── GIVEN DATA

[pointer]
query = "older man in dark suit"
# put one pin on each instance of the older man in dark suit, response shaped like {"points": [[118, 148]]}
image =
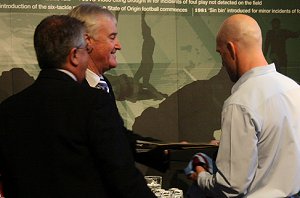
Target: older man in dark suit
{"points": [[61, 139]]}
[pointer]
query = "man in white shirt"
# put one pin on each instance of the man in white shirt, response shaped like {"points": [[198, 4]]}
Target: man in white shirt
{"points": [[259, 151]]}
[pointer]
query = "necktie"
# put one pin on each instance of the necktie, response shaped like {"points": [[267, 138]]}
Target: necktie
{"points": [[102, 85]]}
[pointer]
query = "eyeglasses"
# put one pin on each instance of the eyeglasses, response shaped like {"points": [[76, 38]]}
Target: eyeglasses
{"points": [[87, 48]]}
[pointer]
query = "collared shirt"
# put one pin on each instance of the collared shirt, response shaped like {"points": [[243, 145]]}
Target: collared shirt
{"points": [[259, 152], [96, 81], [92, 78], [68, 73]]}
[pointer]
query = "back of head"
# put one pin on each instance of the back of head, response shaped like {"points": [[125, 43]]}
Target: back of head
{"points": [[54, 37], [243, 30], [90, 13]]}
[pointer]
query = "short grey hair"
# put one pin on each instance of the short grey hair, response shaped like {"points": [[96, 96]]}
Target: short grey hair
{"points": [[89, 13], [54, 37]]}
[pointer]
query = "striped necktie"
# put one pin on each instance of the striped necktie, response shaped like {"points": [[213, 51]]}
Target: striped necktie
{"points": [[102, 85]]}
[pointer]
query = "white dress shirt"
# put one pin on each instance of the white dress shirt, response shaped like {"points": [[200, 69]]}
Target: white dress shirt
{"points": [[259, 153], [92, 78]]}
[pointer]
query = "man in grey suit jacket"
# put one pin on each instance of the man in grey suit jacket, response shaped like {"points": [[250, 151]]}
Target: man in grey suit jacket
{"points": [[61, 139]]}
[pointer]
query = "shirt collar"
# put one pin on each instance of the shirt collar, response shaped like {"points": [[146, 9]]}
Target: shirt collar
{"points": [[256, 71], [92, 78], [68, 73]]}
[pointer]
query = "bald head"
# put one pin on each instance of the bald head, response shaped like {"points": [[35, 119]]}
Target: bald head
{"points": [[239, 42], [243, 30]]}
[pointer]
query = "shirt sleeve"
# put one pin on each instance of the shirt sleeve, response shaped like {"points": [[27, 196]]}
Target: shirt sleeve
{"points": [[237, 155]]}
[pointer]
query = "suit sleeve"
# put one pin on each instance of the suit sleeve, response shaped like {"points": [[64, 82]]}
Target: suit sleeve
{"points": [[112, 153]]}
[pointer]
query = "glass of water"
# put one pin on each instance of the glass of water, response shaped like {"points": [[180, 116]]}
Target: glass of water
{"points": [[154, 182]]}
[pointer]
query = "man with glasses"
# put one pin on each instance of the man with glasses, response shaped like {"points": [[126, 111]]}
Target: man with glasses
{"points": [[55, 134]]}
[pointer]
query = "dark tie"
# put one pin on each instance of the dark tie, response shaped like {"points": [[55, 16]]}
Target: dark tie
{"points": [[102, 85]]}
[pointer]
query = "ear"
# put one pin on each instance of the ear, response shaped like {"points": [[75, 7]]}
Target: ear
{"points": [[73, 57], [88, 40], [231, 48]]}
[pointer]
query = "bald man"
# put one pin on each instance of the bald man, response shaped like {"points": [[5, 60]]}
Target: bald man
{"points": [[259, 153]]}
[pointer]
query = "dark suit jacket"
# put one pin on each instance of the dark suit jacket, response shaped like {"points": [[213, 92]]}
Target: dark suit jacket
{"points": [[156, 159], [60, 139]]}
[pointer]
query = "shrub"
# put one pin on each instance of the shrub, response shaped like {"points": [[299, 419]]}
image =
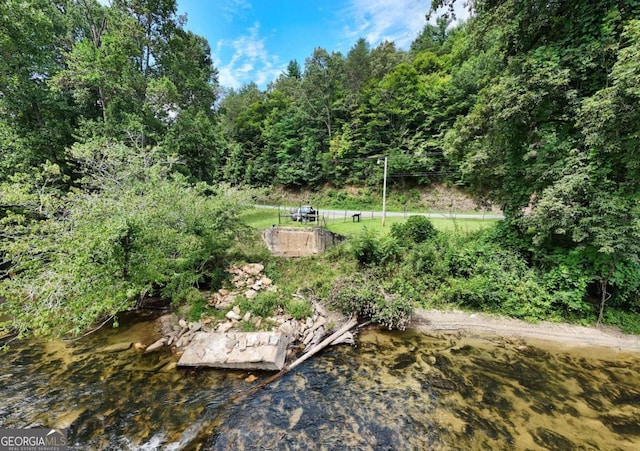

────

PROBLEM
How many lines of the material above contain the string "short"? Case counts, and the reply should be the number alone.

SOLUTION TO THE PROBLEM
3